- [Work required]
Across the entries, count the lines that include "target" and report only that number.

*** Task data ***

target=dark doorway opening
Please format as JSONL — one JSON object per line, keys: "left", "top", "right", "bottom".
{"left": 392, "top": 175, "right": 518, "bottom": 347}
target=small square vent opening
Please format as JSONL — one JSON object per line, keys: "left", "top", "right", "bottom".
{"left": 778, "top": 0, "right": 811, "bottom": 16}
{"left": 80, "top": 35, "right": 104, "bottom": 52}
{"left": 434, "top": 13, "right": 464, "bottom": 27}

*** End of Task data ***

- [Answer]
2